* SOURCE INFORMATION

************

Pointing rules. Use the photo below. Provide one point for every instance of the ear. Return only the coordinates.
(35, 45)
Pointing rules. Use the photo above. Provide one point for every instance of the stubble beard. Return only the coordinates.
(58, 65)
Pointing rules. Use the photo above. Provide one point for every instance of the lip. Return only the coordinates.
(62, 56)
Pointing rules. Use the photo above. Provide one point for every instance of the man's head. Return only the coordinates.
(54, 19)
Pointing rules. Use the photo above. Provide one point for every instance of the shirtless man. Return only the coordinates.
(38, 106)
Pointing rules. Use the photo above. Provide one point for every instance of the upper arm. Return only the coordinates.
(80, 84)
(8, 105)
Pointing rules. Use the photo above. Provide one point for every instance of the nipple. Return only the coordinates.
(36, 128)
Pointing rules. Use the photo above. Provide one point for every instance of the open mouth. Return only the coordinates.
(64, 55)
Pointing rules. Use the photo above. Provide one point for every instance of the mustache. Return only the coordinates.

************

* TASK DIRECTIONS
Retype the records above in full, matching each line exactly.

* RESULT OF THIS EXERCISE
Pointing rules. Use the photo below. Provide one point for every instance of the ear. Return only the coordinates.
(35, 45)
Pointing rules. Use the photo above. Provide one point for every instance of the stubble beard. Return only the coordinates.
(58, 65)
Pointing rules. Use the photo above. Provide one point for every instance of the lip. Return only the coordinates.
(62, 56)
Pointing rules. Use the photo above. Provide one point for every instance of the man's head. Return only the coordinates.
(54, 19)
Pointing rules. Use the photo above. Provide one point for every instance of the shirtless man. Return only the coordinates.
(38, 106)
Pointing rules. Use the photo above. Provide one point for every instance of the upper arm. Return only the coordinates.
(80, 84)
(8, 105)
Pointing rules. Use the photo above. Provide one point for every instance of the nipple. Return only the coordinates.
(36, 128)
Pointing rules. Use the photo above. Provide one point for every instance of the open mouth. Return only the coordinates.
(64, 55)
Pointing rules. Use the photo above. Provide one point for every instance of the mustache. Return only the coordinates.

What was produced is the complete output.